Dataset entries
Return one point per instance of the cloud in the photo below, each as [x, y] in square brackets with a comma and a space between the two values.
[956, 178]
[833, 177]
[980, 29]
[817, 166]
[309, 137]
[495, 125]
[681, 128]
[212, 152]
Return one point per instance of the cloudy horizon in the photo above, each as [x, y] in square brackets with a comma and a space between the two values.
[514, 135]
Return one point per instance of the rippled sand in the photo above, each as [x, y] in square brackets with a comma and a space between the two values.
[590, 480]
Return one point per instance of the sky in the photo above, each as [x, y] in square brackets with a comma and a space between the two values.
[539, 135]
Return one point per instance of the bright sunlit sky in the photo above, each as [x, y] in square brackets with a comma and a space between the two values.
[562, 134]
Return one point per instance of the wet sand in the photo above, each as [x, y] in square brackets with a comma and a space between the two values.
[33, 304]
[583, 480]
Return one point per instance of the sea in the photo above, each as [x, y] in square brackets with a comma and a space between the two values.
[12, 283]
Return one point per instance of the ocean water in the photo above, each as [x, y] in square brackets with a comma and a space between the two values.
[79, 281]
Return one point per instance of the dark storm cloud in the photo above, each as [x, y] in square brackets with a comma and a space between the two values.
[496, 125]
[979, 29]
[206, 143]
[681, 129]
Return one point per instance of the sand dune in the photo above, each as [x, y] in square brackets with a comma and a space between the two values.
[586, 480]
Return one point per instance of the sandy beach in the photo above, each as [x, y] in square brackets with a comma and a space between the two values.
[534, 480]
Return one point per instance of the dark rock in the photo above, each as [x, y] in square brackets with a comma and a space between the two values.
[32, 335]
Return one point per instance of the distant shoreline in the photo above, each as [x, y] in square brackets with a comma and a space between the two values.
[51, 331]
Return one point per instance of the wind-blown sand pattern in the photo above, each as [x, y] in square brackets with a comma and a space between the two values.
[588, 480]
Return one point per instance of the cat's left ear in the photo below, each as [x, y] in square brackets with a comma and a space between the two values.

◆ ACTIVITY ◆
Return, exactly as written, only those lines that run from the one with "Return one point per instance of the sandy" to the last line of the data, both of those lines included.

◆ THE COMPLETED TASK ◆
Return one point per instance of the sandy beach in the photo above, each as [x, y] in square brackets with a comma and a space between the two values.
[534, 480]
Return one point per instance of the dark rock in the photo above, each as [x, y] in square brackets with a comma and a space between the two values.
[32, 335]
Return one point per instance of the distant shoreline in the photo above, each as [x, y] in square brackets with a comma and a space between the two values.
[51, 331]
Return one point per instance of the wind-blown sand pattern in the photo above, each as [x, y] in square brackets with a comma and a space between the two values.
[588, 480]
Return one point per instance of the cat's left ear in the photo below, each as [x, y] in square brackets with a comma and a space between the two values.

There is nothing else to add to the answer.